*Your task*
Show each line of the material below that contains the string "negative", with uppercase and lowercase treated as different.

Stored items:
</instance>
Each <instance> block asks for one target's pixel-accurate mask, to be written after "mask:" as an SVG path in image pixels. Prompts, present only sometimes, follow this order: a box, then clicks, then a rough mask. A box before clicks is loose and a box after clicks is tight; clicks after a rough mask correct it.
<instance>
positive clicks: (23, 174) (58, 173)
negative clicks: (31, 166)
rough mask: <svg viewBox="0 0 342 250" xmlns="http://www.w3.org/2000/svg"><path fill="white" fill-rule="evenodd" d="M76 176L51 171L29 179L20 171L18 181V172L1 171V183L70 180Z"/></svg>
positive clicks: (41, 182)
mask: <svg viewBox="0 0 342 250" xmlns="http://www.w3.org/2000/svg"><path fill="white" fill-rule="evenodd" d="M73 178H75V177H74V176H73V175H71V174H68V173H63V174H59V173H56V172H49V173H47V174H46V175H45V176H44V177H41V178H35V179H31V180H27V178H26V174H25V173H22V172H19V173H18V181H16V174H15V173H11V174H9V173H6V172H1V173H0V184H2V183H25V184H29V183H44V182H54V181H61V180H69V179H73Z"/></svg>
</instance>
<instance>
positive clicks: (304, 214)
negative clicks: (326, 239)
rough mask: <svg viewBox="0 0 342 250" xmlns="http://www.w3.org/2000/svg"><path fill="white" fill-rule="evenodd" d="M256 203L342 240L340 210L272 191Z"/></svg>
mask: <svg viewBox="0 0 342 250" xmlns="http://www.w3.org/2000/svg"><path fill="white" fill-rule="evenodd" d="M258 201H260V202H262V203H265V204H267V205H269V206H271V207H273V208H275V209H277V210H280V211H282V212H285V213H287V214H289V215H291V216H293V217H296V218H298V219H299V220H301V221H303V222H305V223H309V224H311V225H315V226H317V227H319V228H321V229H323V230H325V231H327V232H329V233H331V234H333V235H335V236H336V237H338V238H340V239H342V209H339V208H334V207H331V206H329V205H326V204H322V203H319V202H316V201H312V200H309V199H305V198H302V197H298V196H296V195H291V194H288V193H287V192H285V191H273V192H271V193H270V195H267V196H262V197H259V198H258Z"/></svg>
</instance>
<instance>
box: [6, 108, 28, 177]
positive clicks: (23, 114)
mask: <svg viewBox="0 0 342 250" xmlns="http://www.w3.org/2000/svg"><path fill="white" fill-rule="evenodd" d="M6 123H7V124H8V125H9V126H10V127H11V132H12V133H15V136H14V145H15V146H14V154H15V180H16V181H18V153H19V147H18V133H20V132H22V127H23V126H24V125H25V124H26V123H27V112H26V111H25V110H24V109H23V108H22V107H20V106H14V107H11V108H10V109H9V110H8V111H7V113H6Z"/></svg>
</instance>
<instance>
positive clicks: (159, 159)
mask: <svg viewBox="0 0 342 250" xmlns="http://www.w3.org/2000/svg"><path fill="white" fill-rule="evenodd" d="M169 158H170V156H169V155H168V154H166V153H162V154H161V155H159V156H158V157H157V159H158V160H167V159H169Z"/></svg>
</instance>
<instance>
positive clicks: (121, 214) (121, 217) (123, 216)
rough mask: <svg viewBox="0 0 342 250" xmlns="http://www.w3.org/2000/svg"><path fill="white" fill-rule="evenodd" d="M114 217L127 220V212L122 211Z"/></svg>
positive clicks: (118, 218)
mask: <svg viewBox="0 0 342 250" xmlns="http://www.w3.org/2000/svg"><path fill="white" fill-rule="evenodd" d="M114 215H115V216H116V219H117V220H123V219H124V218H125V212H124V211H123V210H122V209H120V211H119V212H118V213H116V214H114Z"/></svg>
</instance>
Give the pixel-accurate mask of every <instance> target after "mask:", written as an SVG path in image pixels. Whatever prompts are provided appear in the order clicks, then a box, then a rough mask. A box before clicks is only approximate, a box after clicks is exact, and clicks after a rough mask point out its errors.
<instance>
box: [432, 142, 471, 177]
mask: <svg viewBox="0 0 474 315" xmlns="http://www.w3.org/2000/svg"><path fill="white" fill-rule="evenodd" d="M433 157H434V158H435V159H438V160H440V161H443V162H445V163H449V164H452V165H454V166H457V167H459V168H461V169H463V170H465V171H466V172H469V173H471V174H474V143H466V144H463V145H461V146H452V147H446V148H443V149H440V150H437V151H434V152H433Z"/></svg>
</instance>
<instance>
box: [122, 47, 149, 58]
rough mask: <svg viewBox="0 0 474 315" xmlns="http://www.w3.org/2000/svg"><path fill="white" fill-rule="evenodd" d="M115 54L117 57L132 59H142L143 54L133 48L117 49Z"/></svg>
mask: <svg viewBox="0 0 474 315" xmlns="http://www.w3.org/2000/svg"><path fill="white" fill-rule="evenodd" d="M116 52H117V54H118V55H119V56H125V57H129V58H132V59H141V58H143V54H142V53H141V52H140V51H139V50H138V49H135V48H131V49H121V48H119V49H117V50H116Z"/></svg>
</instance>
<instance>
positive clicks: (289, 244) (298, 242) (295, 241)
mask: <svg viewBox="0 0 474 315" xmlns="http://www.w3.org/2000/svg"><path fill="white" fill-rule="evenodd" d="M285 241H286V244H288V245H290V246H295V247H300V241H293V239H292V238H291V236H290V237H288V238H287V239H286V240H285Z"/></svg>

*Answer to this problem*
negative clicks: (31, 166)
negative clicks: (326, 239)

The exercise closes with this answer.